» What is needed: Below is a set of entries; give all of them again exactly.

» The input:
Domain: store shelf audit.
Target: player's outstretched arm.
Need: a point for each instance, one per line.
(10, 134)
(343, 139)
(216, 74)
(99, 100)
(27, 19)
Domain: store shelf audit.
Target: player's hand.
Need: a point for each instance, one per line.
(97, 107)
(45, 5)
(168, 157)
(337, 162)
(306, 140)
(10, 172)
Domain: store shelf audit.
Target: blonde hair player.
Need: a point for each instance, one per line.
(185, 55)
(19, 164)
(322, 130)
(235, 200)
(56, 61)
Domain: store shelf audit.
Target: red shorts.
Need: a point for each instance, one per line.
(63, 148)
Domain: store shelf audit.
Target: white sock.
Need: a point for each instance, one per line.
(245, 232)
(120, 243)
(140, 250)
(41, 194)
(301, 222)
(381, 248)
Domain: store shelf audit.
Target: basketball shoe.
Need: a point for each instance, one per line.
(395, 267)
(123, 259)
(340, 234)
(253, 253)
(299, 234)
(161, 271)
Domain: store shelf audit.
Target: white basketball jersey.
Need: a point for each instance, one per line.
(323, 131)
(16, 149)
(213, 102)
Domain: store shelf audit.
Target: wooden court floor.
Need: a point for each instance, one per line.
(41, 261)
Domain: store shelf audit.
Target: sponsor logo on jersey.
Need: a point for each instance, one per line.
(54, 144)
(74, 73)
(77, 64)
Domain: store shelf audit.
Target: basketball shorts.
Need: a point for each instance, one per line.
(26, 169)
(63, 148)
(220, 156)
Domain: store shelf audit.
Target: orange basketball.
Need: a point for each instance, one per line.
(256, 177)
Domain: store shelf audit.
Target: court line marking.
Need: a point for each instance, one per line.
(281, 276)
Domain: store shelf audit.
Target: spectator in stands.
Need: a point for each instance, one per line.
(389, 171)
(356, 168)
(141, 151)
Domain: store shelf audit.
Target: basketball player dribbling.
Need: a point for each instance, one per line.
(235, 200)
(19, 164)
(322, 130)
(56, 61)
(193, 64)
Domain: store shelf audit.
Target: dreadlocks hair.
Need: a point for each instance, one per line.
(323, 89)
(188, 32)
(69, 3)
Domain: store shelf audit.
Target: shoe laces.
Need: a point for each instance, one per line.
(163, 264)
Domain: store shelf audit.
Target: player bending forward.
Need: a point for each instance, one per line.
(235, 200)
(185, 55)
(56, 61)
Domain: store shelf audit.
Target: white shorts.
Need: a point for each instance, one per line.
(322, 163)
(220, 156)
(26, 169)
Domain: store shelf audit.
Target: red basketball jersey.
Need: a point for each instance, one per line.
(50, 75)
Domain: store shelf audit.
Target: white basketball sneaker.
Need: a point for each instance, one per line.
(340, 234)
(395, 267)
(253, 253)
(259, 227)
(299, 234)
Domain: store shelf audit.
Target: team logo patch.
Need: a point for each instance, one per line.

» Solution to the exercise:
Domain: store shelf audit.
Target: player's outstretched arm.
Need: a point for each instance, one per line.
(10, 134)
(343, 139)
(216, 74)
(99, 100)
(27, 19)
Domain: store shelf audit.
Target: player's hand.
Need: a point for each instance, one per line.
(97, 107)
(45, 5)
(168, 157)
(337, 162)
(306, 140)
(10, 172)
Domain: store shelf audit.
Target: blonde hair player.
Need: a point for each instance, one per line.
(185, 55)
(19, 164)
(322, 130)
(235, 200)
(56, 61)
Domain: store shelf audit.
Target: red shorts.
Need: a point for each instance, one per line.
(63, 148)
Domain: store shelf audit.
Target: white sock.
Need: a point for each instance, one per line.
(245, 232)
(120, 243)
(140, 250)
(41, 194)
(301, 222)
(381, 248)
Domain: store shelf audit.
Target: basketball shoe.
Need: a point for each instance, one per line.
(395, 267)
(123, 259)
(340, 234)
(253, 253)
(299, 234)
(161, 271)
Domain: store shelf audit.
Target: white basketball jersey.
Need: a point for each instance, one per line.
(323, 131)
(16, 149)
(213, 102)
Domain: store shelf audit.
Target: wooden court floor.
Need: a point for each instance, one per line.
(41, 261)
Domain: store shelf audit.
Target: sponsor logo on jersey.
Need: a point for each instance, one per line.
(54, 144)
(74, 73)
(77, 64)
Domain: store shelf audit.
Target: basketball shorts.
Need: a point for each instance, one per line.
(26, 169)
(63, 148)
(220, 156)
Domain: store shelf audit.
Target: orange basketball.
Need: a point for each instance, one per line.
(256, 177)
Domain: store shelf audit.
Target: court line marking.
Need: a point for each instance, one per line.
(281, 276)
Domain: store shelf audit.
Target: spectator in stands.
Need: a point for each instance, one per line.
(389, 171)
(356, 168)
(141, 151)
Domain: store shelf audit.
Target: basketball player dribbling.
Need: a point for each instance, one per line.
(235, 200)
(19, 164)
(322, 130)
(56, 61)
(193, 64)
Domain: store shelf audit.
Target: dreadlocks hair.
Need: a point for each instance, one per line.
(323, 89)
(188, 32)
(69, 3)
Domain: store shelf audit.
Target: shoe laces.
Need: a point for each instance, one per line.
(163, 264)
Domain: store shelf audit.
Target: player bending forward.
Need: a point for each instance, one per line.
(235, 200)
(185, 55)
(56, 61)
Domain: store shelf audit.
Target: white shorts.
Need: a point for each instance, one per line.
(322, 163)
(220, 156)
(26, 169)
Domain: store shelf audit.
Target: red basketball jersey.
Need: a point for each instance, one per line.
(50, 75)
Domain: store shelf audit.
Target: white basketball sneaker.
Need: a point for each instance, one per line.
(340, 234)
(395, 267)
(253, 253)
(259, 227)
(299, 234)
Domain: store shelf audit.
Target: team logo patch.
Need: a point for each instance, one per line.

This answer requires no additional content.